Directions.
[A] According to the news piece on enzymatic polymer recycling, what is the roadmap's goal for the period from 2035 to 2040?
[B] Quote the passage of the news piece on enzymatic polymer recycling starting with "Prof. ZHANG Yuanming" and going on through "municipal plastic waste.".
[C] Extend the news piece on enzymatic polymer recycling, beginning after its final sentence.

A roadmap for enzymatic polymer recycling

http://english.cas.cn/newsroom/research-news/202605/t20260515_1159434.shtml

https://www.sciencedirect.com/science/article/abs/pii/S0734975026001254

Prof. ZHANG Yuanming and Prof. LI Wenjun from the CAS Xinjiang Institute of Ecology and Geography (XIEG), in collaboration with Arish University and Sun Yat-sen University, have provided a roadmap for the enzymatic recycling of polymers.

The roadmap is divided into three phases. From 2025 to 2030, the focus is on bench-scale reactors supported by predictive techno-economic analyses and life-cycle assessments (TEA/LCA) models. Between 2030 and 2035, the roadmap calls for integrated processes for mixed waste featuring real-time feedback and hybrid chemo-enzymatic systems. From 2035 to 2040, the goal is full-scale biorefineries that deploy AI-designed “smart” enzymes to handle municipal plastic waste.

The researchers pointed out that the core bottleneck restricting enzymatic depolymerization lies in inherent polymer chemical structures, rather than insufficient catalytic technological innovation.

Data to examine.

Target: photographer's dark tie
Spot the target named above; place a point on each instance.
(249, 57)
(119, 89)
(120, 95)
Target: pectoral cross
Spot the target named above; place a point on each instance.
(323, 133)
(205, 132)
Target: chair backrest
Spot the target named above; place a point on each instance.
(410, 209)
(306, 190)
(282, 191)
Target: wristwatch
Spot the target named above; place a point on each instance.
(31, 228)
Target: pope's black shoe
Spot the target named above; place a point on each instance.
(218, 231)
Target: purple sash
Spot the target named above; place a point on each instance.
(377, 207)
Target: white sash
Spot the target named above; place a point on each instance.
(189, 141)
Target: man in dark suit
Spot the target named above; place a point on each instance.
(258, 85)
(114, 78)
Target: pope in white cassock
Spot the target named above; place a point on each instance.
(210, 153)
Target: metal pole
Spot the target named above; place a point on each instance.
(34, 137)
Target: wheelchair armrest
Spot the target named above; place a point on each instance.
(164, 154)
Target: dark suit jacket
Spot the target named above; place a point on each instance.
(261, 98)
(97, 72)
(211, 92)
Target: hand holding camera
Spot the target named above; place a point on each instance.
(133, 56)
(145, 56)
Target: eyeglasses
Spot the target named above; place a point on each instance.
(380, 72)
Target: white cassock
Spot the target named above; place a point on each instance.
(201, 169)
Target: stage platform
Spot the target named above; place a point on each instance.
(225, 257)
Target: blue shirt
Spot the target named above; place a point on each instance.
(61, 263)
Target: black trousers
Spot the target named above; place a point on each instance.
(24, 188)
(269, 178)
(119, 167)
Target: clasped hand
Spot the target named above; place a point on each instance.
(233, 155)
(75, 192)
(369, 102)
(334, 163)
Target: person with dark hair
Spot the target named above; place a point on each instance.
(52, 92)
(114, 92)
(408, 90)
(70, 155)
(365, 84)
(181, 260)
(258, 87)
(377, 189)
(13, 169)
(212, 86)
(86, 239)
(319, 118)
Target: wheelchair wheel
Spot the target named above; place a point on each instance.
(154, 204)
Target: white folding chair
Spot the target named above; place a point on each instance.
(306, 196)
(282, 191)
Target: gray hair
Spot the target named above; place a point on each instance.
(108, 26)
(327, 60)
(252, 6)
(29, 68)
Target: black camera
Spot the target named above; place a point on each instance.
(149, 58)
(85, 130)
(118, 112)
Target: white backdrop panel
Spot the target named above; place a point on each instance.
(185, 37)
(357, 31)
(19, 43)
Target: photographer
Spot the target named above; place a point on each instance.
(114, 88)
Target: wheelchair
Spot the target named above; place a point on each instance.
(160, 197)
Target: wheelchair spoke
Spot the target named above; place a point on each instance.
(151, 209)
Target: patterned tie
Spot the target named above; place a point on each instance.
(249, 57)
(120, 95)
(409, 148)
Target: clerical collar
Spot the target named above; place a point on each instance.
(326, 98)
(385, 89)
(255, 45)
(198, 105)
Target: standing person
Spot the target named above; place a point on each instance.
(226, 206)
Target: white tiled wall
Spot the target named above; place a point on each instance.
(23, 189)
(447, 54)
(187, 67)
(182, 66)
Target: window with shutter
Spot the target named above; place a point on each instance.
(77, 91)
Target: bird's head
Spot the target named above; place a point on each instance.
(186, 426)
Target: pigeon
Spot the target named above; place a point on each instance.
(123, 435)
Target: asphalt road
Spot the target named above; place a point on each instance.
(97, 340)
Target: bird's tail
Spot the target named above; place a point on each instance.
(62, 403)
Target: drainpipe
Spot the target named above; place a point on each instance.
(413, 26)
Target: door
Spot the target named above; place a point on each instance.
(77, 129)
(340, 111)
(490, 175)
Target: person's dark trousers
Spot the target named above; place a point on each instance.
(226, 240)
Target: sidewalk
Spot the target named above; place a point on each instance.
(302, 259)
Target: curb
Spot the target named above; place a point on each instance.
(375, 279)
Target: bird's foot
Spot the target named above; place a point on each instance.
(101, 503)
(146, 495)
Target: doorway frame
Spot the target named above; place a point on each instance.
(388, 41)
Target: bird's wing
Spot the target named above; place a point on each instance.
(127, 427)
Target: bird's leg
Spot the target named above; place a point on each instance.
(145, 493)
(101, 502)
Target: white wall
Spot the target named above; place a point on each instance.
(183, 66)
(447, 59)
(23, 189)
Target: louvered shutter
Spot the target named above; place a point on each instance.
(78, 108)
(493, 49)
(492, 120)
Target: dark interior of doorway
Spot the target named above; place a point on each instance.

Exercise results.
[A] Full-scale biorefineries that deploy AI-designed "smart" enzymes to handle municipal plastic waste.

[B]
Prof. ZHANG Yuanming and Prof. LI Wenjun from the CAS Xinjiang Institute of Ecology and Geography (XIEG), in collaboration with Arish University and Sun Yat-sen University, have provided a roadmap for the enzymatic recycling of polymers.

The roadmap is divided into three phases. From 2025 to 2030, the focus is on bench-scale reactors supported by predictive techno-economic analyses and life-cycle assessments (TEA/LCA) models. Between 2030 and 2035, the roadmap calls for integrated processes for mixed waste featuring real-time feedback and hybrid chemo-enzymatic systems. From 2035 to 2040, the goal is full-scale biorefineries that deploy AI-designed “smart” enzymes to handle municipal plastic waste.

[C]
They have sorted out distinct technical feasibility levels: Hydrolyzable polymers possess ester or amide backbones that allow true depolymerization, with engineered hydrolases can achieve over 90% monomer release under optimized conditions. By contrast, polyolefins, polyethylene (PE) and polypropylene (PP), possess chemically inert C–C backbones for which no native enzymatic cleavage pathway is known.

Artificial intelligence and machine learning (AI/ML) have greatly expedited enzyme screening and development, boasting a classification accuracy of over 90% in discovering new hydrolases, yet they cannot ensure stable operational efficiency at solid-liquid interfaces in actual waste treatment scenarios. Likewise, bioinspired multi-enzyme cascades and customized cellulosomes exhibit great potential in substrate channeling, while their large-scale application prospects rely heavily on process-oriented engineering improvement instead of mere molecular structure optimization.

In terms of economic benefits, the study revealed that cost-optimized enzymatic polyethylene terephthalate (PET) recycling can reach cost competitiveness with virgin plastic production at a cost range of $1.1-1.8 per kilogram. As for polyolefins, direct enzymatic recycling is economically unviable, and combined pyrolysis-biological conversion hybrid technologies represent the only viable development route.